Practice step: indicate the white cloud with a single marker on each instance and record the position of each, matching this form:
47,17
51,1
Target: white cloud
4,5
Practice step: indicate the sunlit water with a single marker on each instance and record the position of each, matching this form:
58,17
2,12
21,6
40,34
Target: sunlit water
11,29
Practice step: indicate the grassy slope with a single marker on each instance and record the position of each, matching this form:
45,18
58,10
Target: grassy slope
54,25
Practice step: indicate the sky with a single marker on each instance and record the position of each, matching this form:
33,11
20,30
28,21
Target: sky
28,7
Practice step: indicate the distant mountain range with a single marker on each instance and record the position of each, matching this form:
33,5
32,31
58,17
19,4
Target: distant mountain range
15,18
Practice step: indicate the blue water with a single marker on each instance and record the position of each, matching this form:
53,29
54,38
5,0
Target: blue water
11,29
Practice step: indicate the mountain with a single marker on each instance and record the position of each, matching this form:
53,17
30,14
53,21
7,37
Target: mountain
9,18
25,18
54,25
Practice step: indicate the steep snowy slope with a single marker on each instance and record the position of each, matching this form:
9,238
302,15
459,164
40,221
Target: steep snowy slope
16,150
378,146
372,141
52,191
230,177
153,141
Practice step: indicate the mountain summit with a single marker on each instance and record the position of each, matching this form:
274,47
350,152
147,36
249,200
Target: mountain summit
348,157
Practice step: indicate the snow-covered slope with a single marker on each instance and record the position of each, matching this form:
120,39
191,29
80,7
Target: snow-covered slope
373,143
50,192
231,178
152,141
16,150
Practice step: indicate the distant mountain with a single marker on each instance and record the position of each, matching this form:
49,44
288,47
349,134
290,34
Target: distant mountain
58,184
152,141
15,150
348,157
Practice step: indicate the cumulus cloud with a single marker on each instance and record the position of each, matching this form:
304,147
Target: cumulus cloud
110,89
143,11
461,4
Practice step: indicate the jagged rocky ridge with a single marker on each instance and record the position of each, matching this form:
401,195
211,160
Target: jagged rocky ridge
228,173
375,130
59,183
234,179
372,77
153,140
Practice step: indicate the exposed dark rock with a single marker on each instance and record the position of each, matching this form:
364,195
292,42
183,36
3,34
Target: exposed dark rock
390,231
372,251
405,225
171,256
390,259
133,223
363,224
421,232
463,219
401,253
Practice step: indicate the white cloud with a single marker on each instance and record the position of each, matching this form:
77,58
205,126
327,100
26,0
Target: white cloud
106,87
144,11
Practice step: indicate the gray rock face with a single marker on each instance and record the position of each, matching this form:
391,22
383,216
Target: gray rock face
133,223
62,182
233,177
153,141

====================

Required work: Each record above should be repeated exactly as it appears.

Solution:
Practice step: indicate the white cloud with a single marker on each instance and record the position of each, matching this form:
47,17
51,1
Target: white cloud
4,5
Practice step: indicate the sunlit water with a single marker on each instance and record the position of each, matching this form:
58,17
2,12
21,6
40,34
Target: sunlit water
11,29
Practice step: indicate the grassy slope with a single marker on each instance and record the position of each, matching this form:
45,18
58,10
Target: grassy slope
54,25
Practice step: indicate the sky with a single marker on each instance and record the position of each, matching this form:
33,11
20,30
28,21
Target: sky
28,7
Practice step: indicate the distant mountain range with a single marker on each instance and record the position of each, matching this form:
33,5
32,31
58,17
19,4
Target: distant mountain range
15,18
Practice step: indicate the blue water with a single marker on each instance and record the position of each, matching this form:
53,29
54,38
5,0
Target: blue water
11,29
Practice step: indicate the mountain with a single marker on each instance and record the position of each, matching this form:
53,17
30,14
53,21
7,37
Target: mountain
9,18
25,18
54,25
Practice step: indicate the steep snowy slope with a single marker on each instance and record the position of each, matching this form:
9,238
302,15
459,164
40,221
Target: steep snowy slope
16,150
378,146
372,141
52,191
230,177
153,141
Practice step: indicate the mountain summit with a single marker on each instance and record the position of each, matching this form:
274,47
350,152
147,36
249,200
Target: mountain summit
348,157
Practice step: indicate the snow-covered slope with a single marker on each instance and record the position of each, matching this form:
120,39
191,29
80,7
Target: snow-covered slope
373,143
50,192
231,178
152,141
16,150
Practice step: indicate the distant mountain with a single marker on each instance and record the position of each, matching this form:
49,44
288,47
349,134
290,34
Target: distant mountain
58,184
152,141
15,150
348,157
Practice step: indicate the cumulus cloud with a single marker on each instance and record the position of each, matching this form:
304,147
Target: cumulus cloud
110,89
143,11
461,4
Practice step: indicate the jagged rocky ridge with a single marker on each instance and record the position of each, matching this form:
401,195
211,160
Target: jagged rocky ridge
228,173
375,130
59,183
234,179
372,77
153,140
Practice step: indicate the exposed dark rock with a single marker on each instance and record the position of each, matching this form:
364,195
292,42
183,36
3,34
Target: exposed dark rock
390,231
372,251
405,225
171,256
390,259
133,223
363,224
421,232
463,219
401,253
Practice step: indicate the white cloud with a single marker on each instance and record the position of each, matching this form:
77,58
205,126
327,100
26,0
Target: white cloud
106,87
144,11
Practice step: indicate the gray rock face with a single marker on each instance and record the position of each, matching this form:
391,22
383,216
Target: gray rock face
133,223
62,182
233,177
153,141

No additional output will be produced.